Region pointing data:
# # # #

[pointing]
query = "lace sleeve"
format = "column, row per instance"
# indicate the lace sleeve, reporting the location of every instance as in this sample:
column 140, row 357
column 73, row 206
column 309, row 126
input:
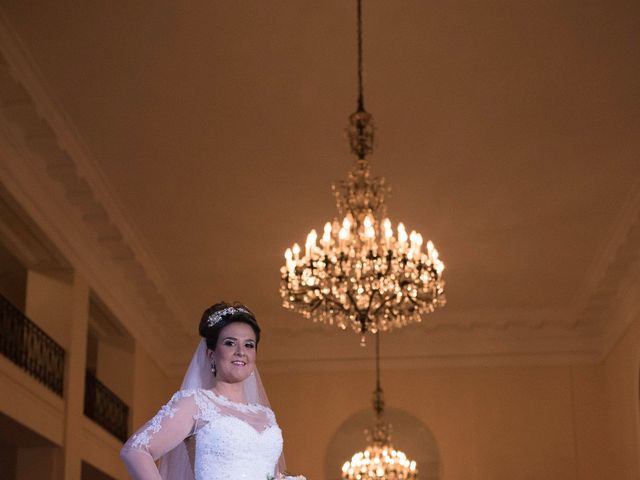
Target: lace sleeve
column 172, row 424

# # # #

WORK INSTRUCTION ->
Check each line of the entries for "instance" and copy those that have it.

RESPONSE ->
format = "column, row per instance"
# indicate the lace sleeve, reporting the location of every instance as in this sample:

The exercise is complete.